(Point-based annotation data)
•••

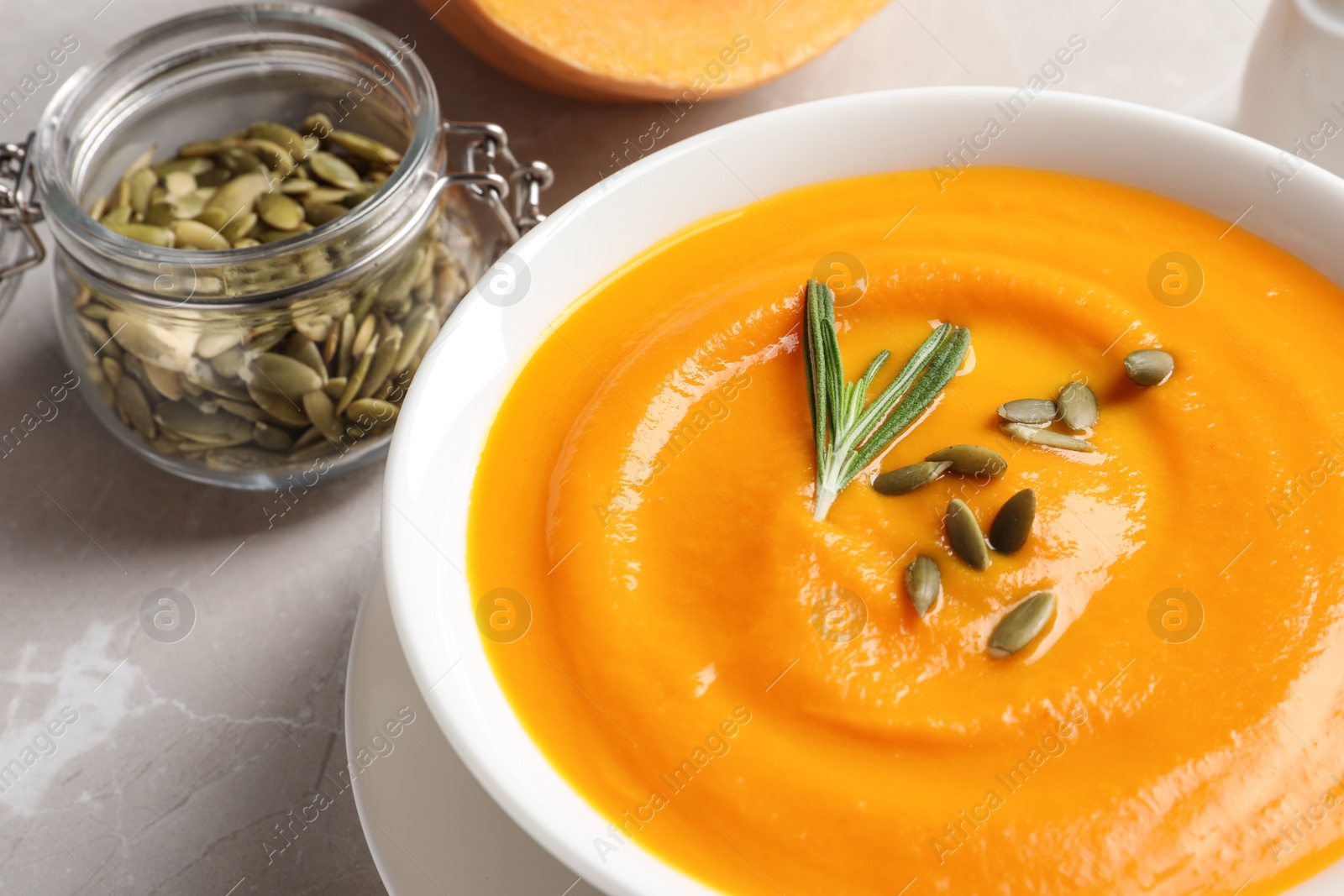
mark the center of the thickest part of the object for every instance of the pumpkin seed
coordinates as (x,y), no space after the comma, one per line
(192,234)
(280,211)
(319,214)
(972,459)
(302,348)
(245,410)
(280,407)
(207,429)
(318,123)
(366,332)
(907,479)
(356,378)
(1012,524)
(1034,411)
(143,233)
(374,409)
(1149,367)
(365,148)
(964,535)
(281,374)
(924,582)
(383,360)
(1023,624)
(239,195)
(1046,437)
(1077,406)
(239,228)
(167,383)
(132,401)
(322,411)
(333,170)
(152,343)
(161,215)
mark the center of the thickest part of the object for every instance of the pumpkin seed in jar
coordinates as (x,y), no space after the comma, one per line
(1079,406)
(280,211)
(365,147)
(279,407)
(1021,625)
(374,409)
(134,403)
(333,170)
(281,374)
(192,234)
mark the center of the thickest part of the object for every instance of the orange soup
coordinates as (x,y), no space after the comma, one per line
(647,490)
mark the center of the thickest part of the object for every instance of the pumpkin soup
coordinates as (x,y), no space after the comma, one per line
(780,705)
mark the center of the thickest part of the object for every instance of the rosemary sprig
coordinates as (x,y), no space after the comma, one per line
(847,434)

•••

- TASK INSTRUCTIONS: Update the records above by changing every "thickest part" to "widest part" and leaving everything else untouched. Leave the pictures out of your answer.

- REPLY TO THE TASK:
mark the center of the widest part of the object for every instance of the pumpkin seed
coordinates as (x,y), no space after the comma, one per line
(192,234)
(280,211)
(319,214)
(972,459)
(302,348)
(245,410)
(280,407)
(207,429)
(318,123)
(366,332)
(907,479)
(356,378)
(1012,524)
(1034,411)
(143,233)
(374,409)
(1149,367)
(365,148)
(964,535)
(281,374)
(924,582)
(383,360)
(1023,624)
(239,195)
(1046,437)
(1077,406)
(239,228)
(167,383)
(132,401)
(322,411)
(333,170)
(152,343)
(161,215)
mark the center of the widest part of the object for every instance of the pumpkin seed in jar
coordinates as (x,y), no space after the comma, one per line
(1079,406)
(280,211)
(365,147)
(279,407)
(1021,625)
(374,409)
(134,403)
(333,170)
(281,374)
(192,234)
mark the center of the widest part of the object for every instance of the orange soup
coordinates as (x,y), no space after the comma, one per line
(647,490)
mark the center of the widest part of the object for every instance of the pumpkin soup
coordinates as (x,y), no space after the comma, one per line
(780,705)
mark the center of the widest part of the object for every instance of the rosemary sprig
coordinates as (x,y), no space after the comma, one per line
(847,434)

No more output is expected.